Supplied information:

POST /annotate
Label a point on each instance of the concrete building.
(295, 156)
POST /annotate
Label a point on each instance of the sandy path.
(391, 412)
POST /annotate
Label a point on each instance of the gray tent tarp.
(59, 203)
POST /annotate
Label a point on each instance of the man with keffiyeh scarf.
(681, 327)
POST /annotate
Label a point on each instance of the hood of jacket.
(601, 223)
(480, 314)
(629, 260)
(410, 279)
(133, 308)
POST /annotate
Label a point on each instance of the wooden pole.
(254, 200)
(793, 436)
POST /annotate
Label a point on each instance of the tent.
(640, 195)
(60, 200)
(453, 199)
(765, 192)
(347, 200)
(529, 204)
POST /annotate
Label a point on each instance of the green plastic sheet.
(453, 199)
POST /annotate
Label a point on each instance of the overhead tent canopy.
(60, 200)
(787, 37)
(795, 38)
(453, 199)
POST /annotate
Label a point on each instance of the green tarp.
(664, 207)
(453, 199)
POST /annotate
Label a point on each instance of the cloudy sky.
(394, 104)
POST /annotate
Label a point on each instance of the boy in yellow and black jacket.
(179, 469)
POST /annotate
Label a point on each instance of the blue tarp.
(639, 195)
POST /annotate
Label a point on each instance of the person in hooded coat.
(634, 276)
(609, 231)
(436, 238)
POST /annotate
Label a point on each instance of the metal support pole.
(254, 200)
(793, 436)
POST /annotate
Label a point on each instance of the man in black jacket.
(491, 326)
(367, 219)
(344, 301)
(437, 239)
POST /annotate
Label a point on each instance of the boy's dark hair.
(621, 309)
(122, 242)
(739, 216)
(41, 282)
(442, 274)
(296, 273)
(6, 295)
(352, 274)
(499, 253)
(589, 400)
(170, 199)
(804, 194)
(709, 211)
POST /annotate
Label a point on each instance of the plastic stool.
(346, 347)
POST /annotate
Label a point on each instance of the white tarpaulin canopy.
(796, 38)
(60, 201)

What the exercise asks:
Exactly as shown above, return every record.

Final result:
POST /annotate
Label a point on each instance of the concrete building.
(295, 156)
POST /annotate
Label a point on each instance of the sandy path.
(391, 412)
POST /annotate
Label a point on each instance of the gray tent tarp.
(59, 203)
POST /annotate
Label a point on each instance of the man with keffiyeh scarf.
(681, 327)
POST /annotate
Label a point on each instance of the hood of jacket.
(601, 223)
(480, 314)
(629, 260)
(410, 279)
(133, 308)
POST /annotate
Label a point on each instance of the wooden pole.
(254, 200)
(793, 436)
POST /annotate
Label a point on each instance of the tent.
(640, 195)
(60, 200)
(453, 199)
(765, 192)
(347, 200)
(529, 204)
POST /annotate
Label a point on each instance of the green plastic sheet.
(453, 199)
POST /annotate
Label a point on each instance of the overhead tent canopy.
(60, 200)
(787, 37)
(795, 38)
(453, 199)
POST /annotate
Label a point on each instance of the green tarp.
(664, 207)
(453, 199)
POST /annotate
Label a point on each instance of the cloudy sky.
(394, 104)
POST /annotate
Label a point on each instance of the boy in yellow and black jacket.
(179, 469)
POST /annotate
Label a point on each instance of the blue tarp.
(639, 195)
POST /annotate
Label a point on each instance of the person in hooded coat.
(634, 276)
(609, 231)
(436, 238)
POST /annotate
Label a point on each instance of the metal support pole.
(254, 200)
(793, 436)
POST /annotate
Label a point on each instance of the man in black jacket.
(491, 326)
(367, 219)
(344, 301)
(437, 239)
POST /annotate
Label a point on each instance of the boy's dark hair.
(621, 309)
(122, 242)
(739, 216)
(41, 282)
(442, 274)
(296, 273)
(6, 295)
(352, 274)
(499, 253)
(589, 400)
(170, 199)
(804, 194)
(709, 211)
POST /annotate
Label a point on each instance of the plastic stool.
(346, 347)
POST /annotate
Label a point on each instance of the white tarpaulin canopy.
(796, 38)
(60, 201)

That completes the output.